Stored records:
########
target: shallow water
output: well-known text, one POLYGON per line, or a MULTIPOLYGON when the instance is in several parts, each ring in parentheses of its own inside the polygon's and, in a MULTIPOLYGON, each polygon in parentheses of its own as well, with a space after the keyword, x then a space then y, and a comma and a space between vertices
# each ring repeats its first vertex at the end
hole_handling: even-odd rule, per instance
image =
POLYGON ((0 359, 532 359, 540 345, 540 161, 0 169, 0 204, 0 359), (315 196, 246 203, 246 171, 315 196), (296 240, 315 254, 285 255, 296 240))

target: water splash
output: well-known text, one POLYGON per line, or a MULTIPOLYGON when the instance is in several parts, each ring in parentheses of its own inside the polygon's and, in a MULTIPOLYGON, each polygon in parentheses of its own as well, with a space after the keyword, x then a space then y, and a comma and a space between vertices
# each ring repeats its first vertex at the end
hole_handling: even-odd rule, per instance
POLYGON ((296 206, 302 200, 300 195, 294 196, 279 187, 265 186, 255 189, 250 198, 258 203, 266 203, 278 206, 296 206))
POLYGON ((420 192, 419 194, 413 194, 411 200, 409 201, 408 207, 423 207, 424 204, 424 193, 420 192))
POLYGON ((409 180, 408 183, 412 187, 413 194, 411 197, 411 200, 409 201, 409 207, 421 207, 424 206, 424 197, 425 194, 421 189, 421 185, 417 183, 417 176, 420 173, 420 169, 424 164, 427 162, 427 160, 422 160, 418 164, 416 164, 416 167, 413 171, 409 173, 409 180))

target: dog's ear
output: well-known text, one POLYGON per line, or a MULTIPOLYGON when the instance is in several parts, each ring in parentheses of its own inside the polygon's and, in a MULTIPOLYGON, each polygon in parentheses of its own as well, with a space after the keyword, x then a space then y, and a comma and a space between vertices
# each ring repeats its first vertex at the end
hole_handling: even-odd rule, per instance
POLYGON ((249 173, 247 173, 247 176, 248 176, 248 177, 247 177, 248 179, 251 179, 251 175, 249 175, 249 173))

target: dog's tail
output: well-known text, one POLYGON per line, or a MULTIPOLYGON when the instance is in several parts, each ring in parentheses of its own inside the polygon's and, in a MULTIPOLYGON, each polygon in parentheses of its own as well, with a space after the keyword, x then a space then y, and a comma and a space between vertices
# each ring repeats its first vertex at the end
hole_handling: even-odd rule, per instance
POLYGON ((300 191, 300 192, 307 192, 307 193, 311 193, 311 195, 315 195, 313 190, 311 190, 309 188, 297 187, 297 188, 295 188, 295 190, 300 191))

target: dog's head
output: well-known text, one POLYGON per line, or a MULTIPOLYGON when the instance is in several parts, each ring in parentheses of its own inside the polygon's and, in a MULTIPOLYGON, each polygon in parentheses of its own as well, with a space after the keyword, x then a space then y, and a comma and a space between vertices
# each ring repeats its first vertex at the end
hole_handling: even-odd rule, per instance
########
Please return every line of the records above that contains the word "target".

**Result**.
target: shallow water
target: water splash
target: dog's ear
target: dog's tail
target: dog's head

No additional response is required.